SELECTED EXTRACT:
::::
Canada has reached “a critical turning point” as the high cost of living and housing in this country push more people below the poverty line, says a report out today from Food Banks Canada.

According to the 2024 Poverty Report Cards, almost half of people nationally feel financially worse off than last year and one in four are suffering from food insecurity.

“Food Bank Canada’s 2024 Report Cards show that people in Canada, from coast to coast, are struggling to keep up with the rising cost of living, said Food Banks Canada chief executive Kirstin Beardsley.

“Though deeply concerning, these results are sadly unsurprising to the thousands of food banks across the country who have seen a 50 per cent increase in visits since 2021.”


One in 10 Canadians now live in poverty by the latest data, up substantially from just a few years ago, said the report.

It wasn’t always so. Between 2015 and 2020, Canada saw the most dramatic decline in poverty on record, with the rate dropping from over 14 per cent to 6.4 per cent, the report said.
::::
EXERCISE TASKS:
1. Return everything in the article on poverty in Canada from "Canada has reached" down to "Food Banks Canada.", copied word for word.
2. In the article on poverty in Canada, how much have visits to food banks risen since 2021?
3. Write what comes next in the article on poverty in Canada, picking up after its final sentence.

(Items from a data source)
::::
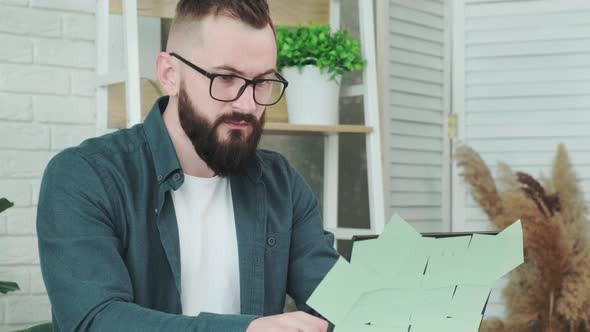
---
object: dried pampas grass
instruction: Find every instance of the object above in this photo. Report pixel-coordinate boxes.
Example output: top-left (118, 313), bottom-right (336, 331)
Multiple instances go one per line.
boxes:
top-left (455, 145), bottom-right (590, 332)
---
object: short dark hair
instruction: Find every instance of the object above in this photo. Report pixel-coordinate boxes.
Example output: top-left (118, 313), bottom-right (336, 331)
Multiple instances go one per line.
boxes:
top-left (174, 0), bottom-right (274, 31)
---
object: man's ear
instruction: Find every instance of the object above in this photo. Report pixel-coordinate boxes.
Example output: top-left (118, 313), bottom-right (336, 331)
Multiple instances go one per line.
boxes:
top-left (156, 52), bottom-right (180, 96)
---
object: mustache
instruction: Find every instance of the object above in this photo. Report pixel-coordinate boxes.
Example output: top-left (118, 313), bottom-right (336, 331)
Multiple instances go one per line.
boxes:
top-left (214, 112), bottom-right (258, 127)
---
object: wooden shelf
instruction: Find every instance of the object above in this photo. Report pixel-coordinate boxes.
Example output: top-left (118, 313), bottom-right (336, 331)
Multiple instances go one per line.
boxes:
top-left (264, 122), bottom-right (373, 134)
top-left (109, 0), bottom-right (330, 26)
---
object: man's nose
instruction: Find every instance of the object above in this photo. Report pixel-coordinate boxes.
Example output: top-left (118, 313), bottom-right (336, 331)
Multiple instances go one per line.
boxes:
top-left (232, 84), bottom-right (257, 113)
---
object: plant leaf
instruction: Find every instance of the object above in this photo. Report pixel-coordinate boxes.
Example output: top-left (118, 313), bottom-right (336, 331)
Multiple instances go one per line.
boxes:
top-left (0, 198), bottom-right (14, 212)
top-left (0, 281), bottom-right (20, 294)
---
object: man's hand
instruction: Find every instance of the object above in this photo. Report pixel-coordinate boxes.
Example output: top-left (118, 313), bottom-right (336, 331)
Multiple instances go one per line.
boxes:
top-left (246, 311), bottom-right (328, 332)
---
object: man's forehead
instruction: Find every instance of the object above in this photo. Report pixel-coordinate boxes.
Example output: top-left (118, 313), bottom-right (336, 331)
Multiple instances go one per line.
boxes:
top-left (193, 17), bottom-right (276, 76)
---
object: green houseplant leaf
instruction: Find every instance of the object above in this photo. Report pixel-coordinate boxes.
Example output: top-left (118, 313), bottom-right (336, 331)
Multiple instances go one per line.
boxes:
top-left (277, 25), bottom-right (366, 79)
top-left (0, 198), bottom-right (14, 212)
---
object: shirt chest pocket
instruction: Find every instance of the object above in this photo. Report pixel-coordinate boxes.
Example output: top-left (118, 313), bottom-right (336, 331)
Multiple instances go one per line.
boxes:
top-left (264, 232), bottom-right (291, 315)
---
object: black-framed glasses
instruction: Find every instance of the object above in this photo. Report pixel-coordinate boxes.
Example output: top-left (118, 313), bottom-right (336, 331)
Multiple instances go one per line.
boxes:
top-left (170, 52), bottom-right (289, 106)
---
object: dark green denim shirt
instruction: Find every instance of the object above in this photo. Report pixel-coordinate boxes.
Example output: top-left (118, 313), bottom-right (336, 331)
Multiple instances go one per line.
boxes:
top-left (37, 97), bottom-right (338, 332)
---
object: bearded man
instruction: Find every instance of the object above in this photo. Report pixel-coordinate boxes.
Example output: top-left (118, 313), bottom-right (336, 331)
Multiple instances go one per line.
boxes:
top-left (37, 0), bottom-right (338, 332)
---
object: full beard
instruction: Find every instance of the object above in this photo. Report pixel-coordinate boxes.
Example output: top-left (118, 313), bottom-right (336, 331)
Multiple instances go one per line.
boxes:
top-left (178, 86), bottom-right (264, 176)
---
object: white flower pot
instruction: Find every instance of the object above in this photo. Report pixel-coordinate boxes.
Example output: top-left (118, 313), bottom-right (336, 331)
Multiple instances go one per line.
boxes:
top-left (282, 65), bottom-right (342, 125)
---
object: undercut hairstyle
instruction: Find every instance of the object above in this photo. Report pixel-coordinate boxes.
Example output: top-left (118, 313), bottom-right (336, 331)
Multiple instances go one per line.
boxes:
top-left (173, 0), bottom-right (274, 31)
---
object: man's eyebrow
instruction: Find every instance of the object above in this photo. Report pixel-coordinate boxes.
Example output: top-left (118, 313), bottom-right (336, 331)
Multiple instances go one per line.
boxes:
top-left (214, 65), bottom-right (277, 78)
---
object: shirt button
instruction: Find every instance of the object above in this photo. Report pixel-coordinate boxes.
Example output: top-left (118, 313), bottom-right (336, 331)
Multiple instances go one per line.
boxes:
top-left (266, 236), bottom-right (277, 247)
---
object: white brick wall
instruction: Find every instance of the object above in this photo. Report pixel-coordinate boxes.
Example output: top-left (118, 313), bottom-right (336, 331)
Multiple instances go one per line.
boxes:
top-left (0, 0), bottom-right (96, 332)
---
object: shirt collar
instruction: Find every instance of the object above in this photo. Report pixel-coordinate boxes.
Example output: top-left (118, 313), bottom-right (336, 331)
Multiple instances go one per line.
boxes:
top-left (144, 96), bottom-right (262, 182)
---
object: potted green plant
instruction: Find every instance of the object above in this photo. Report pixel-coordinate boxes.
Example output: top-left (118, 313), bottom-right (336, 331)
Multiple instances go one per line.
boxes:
top-left (277, 25), bottom-right (365, 125)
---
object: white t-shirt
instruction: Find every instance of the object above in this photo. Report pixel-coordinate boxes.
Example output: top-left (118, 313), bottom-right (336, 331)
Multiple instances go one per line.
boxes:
top-left (172, 174), bottom-right (240, 316)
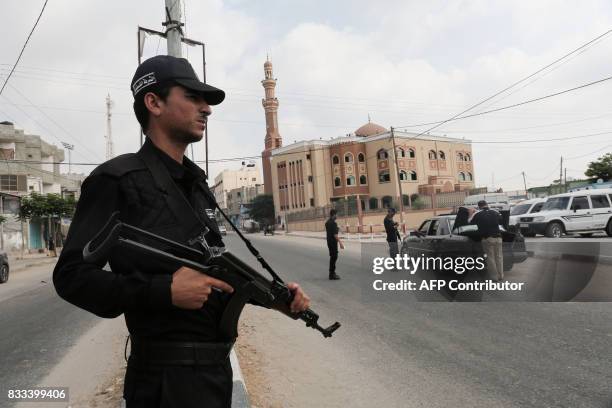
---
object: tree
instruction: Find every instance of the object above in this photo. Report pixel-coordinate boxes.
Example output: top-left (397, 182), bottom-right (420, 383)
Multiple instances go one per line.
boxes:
top-left (249, 194), bottom-right (274, 224)
top-left (19, 193), bottom-right (76, 253)
top-left (584, 153), bottom-right (612, 181)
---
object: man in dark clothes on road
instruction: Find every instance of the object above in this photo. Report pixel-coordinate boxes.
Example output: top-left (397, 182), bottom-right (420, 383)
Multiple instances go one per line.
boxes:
top-left (383, 208), bottom-right (402, 258)
top-left (470, 200), bottom-right (504, 281)
top-left (53, 55), bottom-right (309, 408)
top-left (325, 209), bottom-right (344, 280)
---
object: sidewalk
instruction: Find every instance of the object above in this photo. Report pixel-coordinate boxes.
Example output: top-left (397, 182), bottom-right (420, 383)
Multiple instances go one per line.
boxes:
top-left (8, 252), bottom-right (58, 272)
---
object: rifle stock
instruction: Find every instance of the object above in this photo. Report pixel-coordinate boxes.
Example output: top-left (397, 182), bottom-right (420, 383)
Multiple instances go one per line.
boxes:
top-left (83, 213), bottom-right (340, 341)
::::
PER-TASK OUTPUTS:
1.
Canada has reached “a critical turning point” as the high cost of living and housing in this country push more people below the poverty line, says a report out today from Food Banks Canada.

2. They have risen by 50 per cent.

3.
But in 2022 poverty rates began to climb as the economy was buffeted by a series of challenges. Rising interest rates, though aimed at taming inflation, hit lower-income households the hardest, rapid population growth put pressure on social services and rents soared, increasing the share of income households needed to dedicate to housing.

Between February and April of this year, 25 per cent of people aged 18 to 24 went to a food charity because of lack of money.

The report lays out policy recommendations for Canada and each province designed to alleviate poverty, ranging from rent controls to youth employment programs to ramping up social assistance.

But so far governments aren’t rising to the challenge, said Food Banks Canada.

The report downgrades Canada from a D to D-, signalling that people are struggling more in 2024 with poverty and the cost of living than they did in 2023.

The country also received failing grades for housing affordability, access to health care and adequacy of government supports.

The study found that across Canada 47 per cent of people had difficulty navigating the tax system and didn’t know what tax benefits they were eligible for.

A quarter of Canadians said they struggle to access the social services they need.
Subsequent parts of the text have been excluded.